**TASK REQUIREMENTS:**
**1.** According to the RCMP passage, how many years has Duheme served as a police officer?
**2.** From the RCMP passage, copy the part that opens with the words containing "Her tenure as" and closes with "U.S. border crossings.".
**3.** List every person named in the RCMP passage.

**EXERCISE PASSAGE:**
⟨

Her tenure as the top Mountie has been marked by internal and external challenges, including allegations of systemic racism within the force, growing calls to defund the police and questions over the response to the devastating mass shooting in Nova Scotia in 2020.
She also steered the force through the COVID-19 pandemic and the “Freedom Convoy” early last year, when protesters decrying COVID-19 health restrictions and Prime Minister Justin Trudeau’s government clogged the streets around Parliament Hill and at several U.S. border crossings.
Public Safety Minister Marco Mendicino said Duheme, who currently oversees federal policing for the Mounties, will take over the job on Saturday.
“I have every confidence that his extensive experience in policing across the country and around the world has prepared him well to lead our national police force,” the minister said in a statement.
Duheme was among the RCMP officials to testify during last fall’s Public Order Emergency Commission into the federal government’s decision to use the Emergencies Act during the convoy protests.
According to his biography, he enters the role after 34 years as a police officer. He began his career in Nova Scotia.
Lucki had been given the mandate of advancing reconciliation with Indigenous communities when she started the job.
The RCMP polices most Inuit, Metis and First Nations communities in Canada, due to its responsibility to police much of rural Canada under contract agreements with the provinces—except in Ontario and Quebec, which have their own provincial forces.
Mendicino said Friday that the details of that process will be revealed in due course.
When Lucki announced that she was retiring last month, she said in a statement that she is leaving the position “knowing I did my best.”

⟩

**RECORD EXTRACTS:**
⟨

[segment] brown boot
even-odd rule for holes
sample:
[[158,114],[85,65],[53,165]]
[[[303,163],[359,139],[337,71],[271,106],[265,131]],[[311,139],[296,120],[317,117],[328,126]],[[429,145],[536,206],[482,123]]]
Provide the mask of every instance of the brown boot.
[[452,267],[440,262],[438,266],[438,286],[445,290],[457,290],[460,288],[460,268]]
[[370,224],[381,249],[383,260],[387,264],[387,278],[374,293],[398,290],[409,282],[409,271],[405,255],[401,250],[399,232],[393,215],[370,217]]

⟩

**RESPONSES BY TASK:**
**1.** 34 years

**2.**
Her tenure as the top Mountie has been marked by internal and external challenges, including allegations of systemic racism within the force, growing calls to defund the police and questions over the response to the devastating mass shooting in Nova Scotia in 2020.
She also steered the force through the COVID-19 pandemic and the “Freedom Convoy” early last year, when protesters decrying COVID-19 health restrictions and Prime Minister Justin Trudeau’s government clogged the streets around Parliament Hill and at several U.S. border crossings.

**3.** Marco Mendicino, Duheme, Justin Trudeau, Lucki